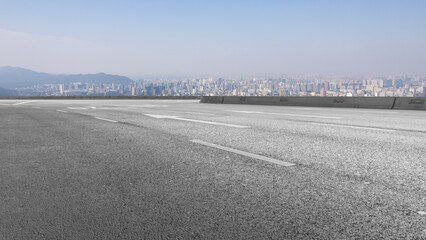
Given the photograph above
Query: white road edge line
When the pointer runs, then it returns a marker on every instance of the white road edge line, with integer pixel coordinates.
(284, 114)
(22, 103)
(104, 119)
(357, 127)
(198, 121)
(247, 154)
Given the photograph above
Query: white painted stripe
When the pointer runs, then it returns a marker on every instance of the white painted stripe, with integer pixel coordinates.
(200, 113)
(22, 103)
(284, 114)
(356, 127)
(212, 123)
(82, 108)
(247, 154)
(197, 121)
(104, 119)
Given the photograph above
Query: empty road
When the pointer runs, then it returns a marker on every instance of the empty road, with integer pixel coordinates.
(179, 169)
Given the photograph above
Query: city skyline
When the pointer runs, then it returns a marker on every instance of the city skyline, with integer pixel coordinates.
(170, 38)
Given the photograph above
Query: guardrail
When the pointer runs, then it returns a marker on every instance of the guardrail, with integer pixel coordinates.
(409, 103)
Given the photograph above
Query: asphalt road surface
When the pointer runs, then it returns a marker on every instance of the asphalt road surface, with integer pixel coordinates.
(179, 169)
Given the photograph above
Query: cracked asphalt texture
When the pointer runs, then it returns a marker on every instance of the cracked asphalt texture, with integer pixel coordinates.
(67, 175)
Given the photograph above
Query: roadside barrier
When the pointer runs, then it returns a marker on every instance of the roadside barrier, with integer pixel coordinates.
(343, 102)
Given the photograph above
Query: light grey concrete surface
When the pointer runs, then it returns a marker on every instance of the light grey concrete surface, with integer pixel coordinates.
(107, 169)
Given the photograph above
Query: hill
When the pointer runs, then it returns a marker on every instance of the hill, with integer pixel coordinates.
(14, 77)
(7, 92)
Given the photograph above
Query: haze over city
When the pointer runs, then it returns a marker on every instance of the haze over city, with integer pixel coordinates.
(141, 38)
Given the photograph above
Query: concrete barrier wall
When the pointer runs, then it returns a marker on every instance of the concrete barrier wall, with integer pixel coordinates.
(212, 99)
(343, 102)
(410, 103)
(101, 97)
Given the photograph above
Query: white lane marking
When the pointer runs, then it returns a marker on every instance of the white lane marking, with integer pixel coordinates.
(105, 119)
(22, 102)
(97, 107)
(357, 127)
(147, 106)
(342, 110)
(198, 121)
(247, 154)
(77, 108)
(284, 114)
(199, 113)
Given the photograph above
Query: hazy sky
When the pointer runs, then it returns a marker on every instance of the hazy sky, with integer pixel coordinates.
(181, 37)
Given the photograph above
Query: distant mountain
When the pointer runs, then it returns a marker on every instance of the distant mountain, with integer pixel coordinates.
(7, 92)
(14, 77)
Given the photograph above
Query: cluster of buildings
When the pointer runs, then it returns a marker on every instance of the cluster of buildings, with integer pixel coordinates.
(258, 86)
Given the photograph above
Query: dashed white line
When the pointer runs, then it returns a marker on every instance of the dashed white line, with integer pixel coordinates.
(356, 127)
(198, 121)
(22, 103)
(284, 114)
(247, 154)
(105, 119)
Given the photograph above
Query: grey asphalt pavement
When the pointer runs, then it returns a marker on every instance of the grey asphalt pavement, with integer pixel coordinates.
(179, 169)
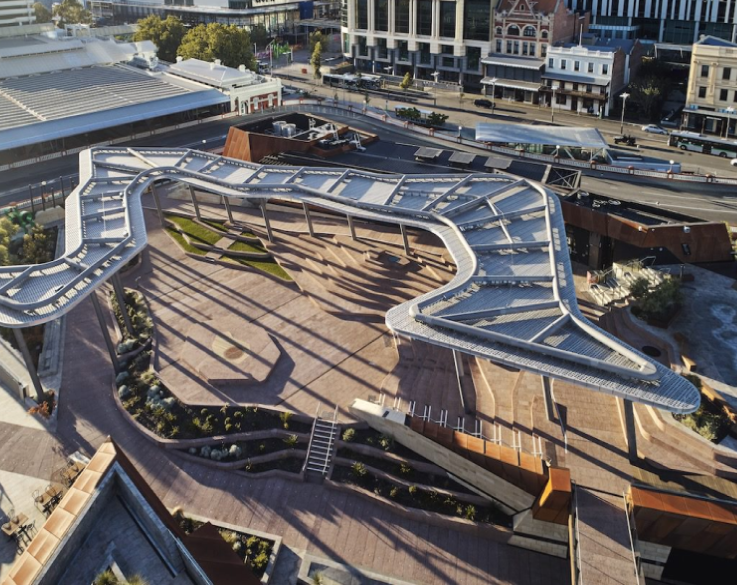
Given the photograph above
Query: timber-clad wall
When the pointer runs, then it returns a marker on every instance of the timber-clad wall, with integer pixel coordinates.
(707, 241)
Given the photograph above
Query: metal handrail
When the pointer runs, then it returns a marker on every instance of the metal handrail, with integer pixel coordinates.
(630, 531)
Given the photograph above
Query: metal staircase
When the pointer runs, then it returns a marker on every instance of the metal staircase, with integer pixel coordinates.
(322, 444)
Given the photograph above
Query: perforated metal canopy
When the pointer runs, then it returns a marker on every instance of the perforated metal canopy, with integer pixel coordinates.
(512, 299)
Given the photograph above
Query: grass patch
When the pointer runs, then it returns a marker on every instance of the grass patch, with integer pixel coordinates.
(268, 266)
(240, 246)
(195, 231)
(218, 225)
(184, 244)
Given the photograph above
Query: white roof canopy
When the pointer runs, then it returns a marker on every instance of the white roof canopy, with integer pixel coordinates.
(512, 299)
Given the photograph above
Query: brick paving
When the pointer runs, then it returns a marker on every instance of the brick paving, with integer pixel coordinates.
(342, 527)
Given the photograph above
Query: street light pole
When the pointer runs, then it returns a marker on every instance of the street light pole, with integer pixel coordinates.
(624, 97)
(493, 93)
(729, 111)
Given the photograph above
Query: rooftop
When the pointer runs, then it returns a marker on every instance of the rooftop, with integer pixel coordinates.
(512, 299)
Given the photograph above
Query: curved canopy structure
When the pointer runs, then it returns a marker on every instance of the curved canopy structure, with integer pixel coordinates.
(512, 299)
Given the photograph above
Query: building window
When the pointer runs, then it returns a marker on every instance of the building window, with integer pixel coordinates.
(424, 18)
(473, 58)
(476, 20)
(362, 14)
(381, 15)
(401, 16)
(403, 48)
(448, 19)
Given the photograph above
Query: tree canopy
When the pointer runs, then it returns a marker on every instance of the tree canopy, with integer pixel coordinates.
(316, 60)
(259, 35)
(72, 12)
(166, 34)
(230, 44)
(650, 87)
(43, 14)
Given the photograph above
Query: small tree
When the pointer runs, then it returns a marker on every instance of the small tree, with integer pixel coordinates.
(406, 81)
(72, 12)
(43, 14)
(316, 60)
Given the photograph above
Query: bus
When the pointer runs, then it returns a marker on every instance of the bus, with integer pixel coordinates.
(701, 143)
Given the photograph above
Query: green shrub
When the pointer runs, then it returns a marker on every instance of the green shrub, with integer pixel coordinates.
(349, 435)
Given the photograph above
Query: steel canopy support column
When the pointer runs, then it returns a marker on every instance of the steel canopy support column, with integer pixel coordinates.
(351, 227)
(29, 365)
(269, 233)
(105, 332)
(308, 219)
(157, 202)
(194, 202)
(548, 396)
(629, 424)
(460, 372)
(120, 295)
(405, 241)
(228, 209)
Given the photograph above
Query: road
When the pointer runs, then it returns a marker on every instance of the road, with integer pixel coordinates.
(719, 203)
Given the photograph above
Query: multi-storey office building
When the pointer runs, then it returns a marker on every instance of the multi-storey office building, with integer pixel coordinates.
(277, 16)
(664, 21)
(16, 12)
(711, 97)
(419, 37)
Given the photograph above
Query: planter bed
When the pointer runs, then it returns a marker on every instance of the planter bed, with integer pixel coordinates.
(438, 479)
(420, 498)
(257, 551)
(247, 449)
(374, 438)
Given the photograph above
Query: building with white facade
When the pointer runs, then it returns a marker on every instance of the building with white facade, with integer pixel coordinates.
(711, 97)
(419, 37)
(248, 91)
(16, 12)
(587, 78)
(664, 21)
(277, 16)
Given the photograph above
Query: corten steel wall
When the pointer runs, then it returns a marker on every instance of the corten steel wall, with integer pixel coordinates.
(683, 522)
(708, 241)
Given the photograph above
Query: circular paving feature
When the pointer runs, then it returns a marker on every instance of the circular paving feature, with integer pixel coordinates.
(229, 352)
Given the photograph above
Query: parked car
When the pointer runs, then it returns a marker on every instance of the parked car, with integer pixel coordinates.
(653, 129)
(625, 139)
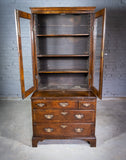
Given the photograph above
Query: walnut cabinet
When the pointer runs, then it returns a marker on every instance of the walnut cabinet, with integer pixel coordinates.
(66, 67)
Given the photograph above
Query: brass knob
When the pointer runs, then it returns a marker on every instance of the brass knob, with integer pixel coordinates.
(48, 130)
(86, 104)
(40, 104)
(48, 116)
(79, 116)
(64, 113)
(63, 126)
(79, 130)
(63, 104)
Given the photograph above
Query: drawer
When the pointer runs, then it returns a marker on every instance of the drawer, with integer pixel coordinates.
(63, 129)
(75, 116)
(91, 104)
(55, 104)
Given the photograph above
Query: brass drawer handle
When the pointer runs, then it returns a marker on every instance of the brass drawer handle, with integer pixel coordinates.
(79, 130)
(41, 104)
(86, 104)
(48, 130)
(63, 126)
(63, 104)
(79, 116)
(48, 116)
(64, 113)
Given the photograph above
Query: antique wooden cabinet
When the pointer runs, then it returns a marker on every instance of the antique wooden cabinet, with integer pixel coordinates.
(67, 45)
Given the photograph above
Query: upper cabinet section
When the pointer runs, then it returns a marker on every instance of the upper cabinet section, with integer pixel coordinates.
(61, 24)
(62, 10)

What to do
Pick out every line in the items above that contains the word "perforated", matching case exactly, and copy each one in full.

The result
Query: perforated metal canopy
When the pointer runs, then it returns a marker on every instance of the perforated metal canopy, with integer pixel coordinates.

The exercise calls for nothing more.